[Records excerpted from a collection]
[Start of section]
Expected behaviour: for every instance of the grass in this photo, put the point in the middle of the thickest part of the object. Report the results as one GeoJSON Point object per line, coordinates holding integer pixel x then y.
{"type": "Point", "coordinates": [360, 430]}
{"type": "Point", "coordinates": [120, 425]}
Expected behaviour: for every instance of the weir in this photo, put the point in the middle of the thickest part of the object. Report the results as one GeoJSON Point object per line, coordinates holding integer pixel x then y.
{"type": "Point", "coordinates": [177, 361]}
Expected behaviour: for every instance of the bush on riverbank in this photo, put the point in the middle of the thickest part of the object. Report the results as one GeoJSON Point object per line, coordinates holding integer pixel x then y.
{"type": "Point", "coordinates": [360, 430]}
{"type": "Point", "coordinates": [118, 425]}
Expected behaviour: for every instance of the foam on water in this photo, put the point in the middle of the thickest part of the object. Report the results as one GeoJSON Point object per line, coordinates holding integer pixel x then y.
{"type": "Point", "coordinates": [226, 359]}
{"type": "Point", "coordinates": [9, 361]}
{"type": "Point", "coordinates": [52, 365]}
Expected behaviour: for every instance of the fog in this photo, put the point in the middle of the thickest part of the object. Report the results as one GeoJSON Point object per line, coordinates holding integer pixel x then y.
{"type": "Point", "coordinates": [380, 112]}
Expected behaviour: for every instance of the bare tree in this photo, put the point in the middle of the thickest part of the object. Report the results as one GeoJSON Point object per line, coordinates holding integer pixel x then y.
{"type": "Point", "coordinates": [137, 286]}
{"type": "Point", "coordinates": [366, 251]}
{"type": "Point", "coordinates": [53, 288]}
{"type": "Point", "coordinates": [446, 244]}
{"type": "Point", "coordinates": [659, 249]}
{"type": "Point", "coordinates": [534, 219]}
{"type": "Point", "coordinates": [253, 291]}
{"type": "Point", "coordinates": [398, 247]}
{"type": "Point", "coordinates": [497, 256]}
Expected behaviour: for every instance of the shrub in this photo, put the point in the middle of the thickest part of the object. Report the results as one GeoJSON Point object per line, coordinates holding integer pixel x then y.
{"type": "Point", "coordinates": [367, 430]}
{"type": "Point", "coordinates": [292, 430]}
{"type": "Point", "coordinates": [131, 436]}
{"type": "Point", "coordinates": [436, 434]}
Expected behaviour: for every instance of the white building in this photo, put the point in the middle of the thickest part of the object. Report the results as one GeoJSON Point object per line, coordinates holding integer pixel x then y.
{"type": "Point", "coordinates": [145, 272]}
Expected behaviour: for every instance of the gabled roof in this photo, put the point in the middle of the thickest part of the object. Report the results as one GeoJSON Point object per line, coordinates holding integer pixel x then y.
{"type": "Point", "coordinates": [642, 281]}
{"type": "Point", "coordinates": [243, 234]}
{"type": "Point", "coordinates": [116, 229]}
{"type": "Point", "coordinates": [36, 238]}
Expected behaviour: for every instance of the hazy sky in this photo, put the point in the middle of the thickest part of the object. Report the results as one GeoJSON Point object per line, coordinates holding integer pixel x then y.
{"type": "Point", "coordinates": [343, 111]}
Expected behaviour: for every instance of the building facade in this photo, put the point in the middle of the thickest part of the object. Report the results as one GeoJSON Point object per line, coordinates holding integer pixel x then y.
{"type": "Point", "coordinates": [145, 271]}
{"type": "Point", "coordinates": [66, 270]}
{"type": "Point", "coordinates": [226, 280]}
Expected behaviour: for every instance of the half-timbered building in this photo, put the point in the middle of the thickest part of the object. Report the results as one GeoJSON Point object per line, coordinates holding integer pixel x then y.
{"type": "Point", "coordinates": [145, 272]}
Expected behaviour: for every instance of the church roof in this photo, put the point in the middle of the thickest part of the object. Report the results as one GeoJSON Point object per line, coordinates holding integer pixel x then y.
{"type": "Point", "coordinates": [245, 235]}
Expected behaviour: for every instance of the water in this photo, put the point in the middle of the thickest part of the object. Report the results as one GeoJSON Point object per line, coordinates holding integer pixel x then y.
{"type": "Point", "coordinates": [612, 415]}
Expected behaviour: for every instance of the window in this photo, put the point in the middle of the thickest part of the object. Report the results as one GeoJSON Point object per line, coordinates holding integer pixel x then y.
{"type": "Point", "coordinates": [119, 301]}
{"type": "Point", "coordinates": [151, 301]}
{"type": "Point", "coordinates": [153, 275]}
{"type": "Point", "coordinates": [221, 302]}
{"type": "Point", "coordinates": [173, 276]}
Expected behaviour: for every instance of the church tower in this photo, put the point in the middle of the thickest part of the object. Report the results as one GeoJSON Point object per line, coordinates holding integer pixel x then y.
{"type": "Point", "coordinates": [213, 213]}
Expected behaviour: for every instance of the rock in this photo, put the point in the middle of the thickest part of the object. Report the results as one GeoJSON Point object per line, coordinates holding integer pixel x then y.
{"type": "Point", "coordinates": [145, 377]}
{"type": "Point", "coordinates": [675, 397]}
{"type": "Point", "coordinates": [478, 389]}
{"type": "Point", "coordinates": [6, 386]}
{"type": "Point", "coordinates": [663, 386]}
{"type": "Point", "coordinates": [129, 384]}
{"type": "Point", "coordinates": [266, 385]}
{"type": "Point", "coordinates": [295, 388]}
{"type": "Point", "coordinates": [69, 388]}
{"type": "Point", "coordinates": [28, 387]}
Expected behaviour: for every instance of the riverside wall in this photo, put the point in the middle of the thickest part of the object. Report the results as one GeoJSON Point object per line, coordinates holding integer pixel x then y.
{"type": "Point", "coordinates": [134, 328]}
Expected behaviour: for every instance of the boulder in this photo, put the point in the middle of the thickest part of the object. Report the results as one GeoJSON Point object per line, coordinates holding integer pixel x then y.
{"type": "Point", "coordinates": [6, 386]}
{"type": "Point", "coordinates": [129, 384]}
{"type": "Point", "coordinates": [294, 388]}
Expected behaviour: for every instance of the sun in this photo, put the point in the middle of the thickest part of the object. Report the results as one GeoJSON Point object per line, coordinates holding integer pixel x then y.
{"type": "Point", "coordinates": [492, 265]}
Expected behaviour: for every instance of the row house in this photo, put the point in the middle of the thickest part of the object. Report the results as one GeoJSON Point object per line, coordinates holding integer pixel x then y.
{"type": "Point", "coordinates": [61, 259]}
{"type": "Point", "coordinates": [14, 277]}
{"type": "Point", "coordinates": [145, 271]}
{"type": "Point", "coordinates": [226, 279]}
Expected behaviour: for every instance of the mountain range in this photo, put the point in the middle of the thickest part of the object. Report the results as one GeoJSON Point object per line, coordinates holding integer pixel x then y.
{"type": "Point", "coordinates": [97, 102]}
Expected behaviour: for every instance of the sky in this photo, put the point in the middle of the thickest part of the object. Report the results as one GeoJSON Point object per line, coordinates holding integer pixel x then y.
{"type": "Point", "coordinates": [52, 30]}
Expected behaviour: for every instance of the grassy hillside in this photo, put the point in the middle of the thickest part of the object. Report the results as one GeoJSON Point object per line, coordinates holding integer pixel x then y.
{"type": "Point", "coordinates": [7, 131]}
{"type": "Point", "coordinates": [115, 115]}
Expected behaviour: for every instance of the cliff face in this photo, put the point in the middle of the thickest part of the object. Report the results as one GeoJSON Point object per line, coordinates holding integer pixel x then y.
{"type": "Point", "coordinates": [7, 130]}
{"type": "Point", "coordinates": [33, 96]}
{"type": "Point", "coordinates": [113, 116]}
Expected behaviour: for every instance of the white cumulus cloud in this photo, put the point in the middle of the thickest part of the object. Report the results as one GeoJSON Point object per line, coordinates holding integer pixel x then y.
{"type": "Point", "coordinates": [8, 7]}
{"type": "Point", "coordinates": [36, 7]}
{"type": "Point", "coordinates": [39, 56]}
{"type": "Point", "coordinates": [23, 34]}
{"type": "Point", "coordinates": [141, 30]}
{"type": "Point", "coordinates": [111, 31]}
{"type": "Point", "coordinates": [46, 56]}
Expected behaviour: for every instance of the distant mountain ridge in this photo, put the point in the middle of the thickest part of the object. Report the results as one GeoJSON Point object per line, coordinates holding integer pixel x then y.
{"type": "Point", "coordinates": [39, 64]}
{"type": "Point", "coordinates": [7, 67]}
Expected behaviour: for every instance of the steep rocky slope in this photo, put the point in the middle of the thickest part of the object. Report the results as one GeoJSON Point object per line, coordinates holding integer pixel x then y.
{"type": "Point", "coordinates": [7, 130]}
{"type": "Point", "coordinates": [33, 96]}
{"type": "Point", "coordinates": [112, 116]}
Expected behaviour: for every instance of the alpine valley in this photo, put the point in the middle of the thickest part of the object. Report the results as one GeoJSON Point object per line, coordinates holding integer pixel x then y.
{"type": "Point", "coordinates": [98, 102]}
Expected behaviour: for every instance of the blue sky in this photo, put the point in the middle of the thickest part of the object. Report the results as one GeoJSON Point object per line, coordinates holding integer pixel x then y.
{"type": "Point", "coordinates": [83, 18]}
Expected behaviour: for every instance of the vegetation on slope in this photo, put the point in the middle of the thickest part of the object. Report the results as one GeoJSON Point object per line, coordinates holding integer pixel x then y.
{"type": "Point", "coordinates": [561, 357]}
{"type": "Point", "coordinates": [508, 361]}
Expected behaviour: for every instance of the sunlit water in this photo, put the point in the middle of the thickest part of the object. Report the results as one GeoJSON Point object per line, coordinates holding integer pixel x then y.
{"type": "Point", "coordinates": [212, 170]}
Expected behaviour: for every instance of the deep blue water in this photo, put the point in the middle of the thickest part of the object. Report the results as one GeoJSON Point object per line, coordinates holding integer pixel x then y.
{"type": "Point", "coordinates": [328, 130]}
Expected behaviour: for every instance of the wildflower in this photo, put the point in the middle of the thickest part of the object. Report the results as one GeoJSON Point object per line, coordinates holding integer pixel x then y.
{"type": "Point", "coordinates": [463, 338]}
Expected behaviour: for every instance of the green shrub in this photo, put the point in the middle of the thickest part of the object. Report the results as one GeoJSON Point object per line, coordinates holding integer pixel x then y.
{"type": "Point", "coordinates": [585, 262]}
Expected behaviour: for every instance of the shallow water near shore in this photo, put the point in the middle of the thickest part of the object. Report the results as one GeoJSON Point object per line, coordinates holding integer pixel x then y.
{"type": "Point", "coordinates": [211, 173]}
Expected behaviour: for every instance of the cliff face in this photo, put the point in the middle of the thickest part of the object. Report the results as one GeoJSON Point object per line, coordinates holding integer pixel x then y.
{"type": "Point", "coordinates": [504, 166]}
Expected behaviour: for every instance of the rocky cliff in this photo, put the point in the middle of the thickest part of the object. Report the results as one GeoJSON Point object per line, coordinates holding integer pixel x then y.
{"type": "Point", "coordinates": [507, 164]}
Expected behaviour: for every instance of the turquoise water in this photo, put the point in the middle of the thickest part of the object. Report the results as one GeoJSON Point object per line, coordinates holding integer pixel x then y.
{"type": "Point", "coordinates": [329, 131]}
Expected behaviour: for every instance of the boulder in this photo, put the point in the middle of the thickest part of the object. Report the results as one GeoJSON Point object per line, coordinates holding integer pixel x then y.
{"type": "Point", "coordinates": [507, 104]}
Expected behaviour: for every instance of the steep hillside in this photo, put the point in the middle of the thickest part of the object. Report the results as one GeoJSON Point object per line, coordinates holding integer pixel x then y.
[End of section]
> **Work required**
Copy exactly, and only, the lines from the line that contains "Expected behaviour: for every instance of the turquoise" through the end of the data above.

> **Expected answer**
Expected behaviour: for every instance of the turquoise water in this photo, put the point in the middle of the thickest part of the object. Report the results as one GeoJSON Point object per line, coordinates holding integer pixel x then y.
{"type": "Point", "coordinates": [329, 131]}
Expected behaviour: for every instance of the boulder in this photo, put the point in the middle of the thickest part of the object. Report the results as one GeoJSON Point object per line, coordinates holding integer pixel x then y.
{"type": "Point", "coordinates": [507, 104]}
Expected behaviour: for every instance of the steep hillside in this photo, put the point in the middle of the thickest part of the object. Report the results as one GeoJSON Point object per line, coordinates holding integer pixel x then y.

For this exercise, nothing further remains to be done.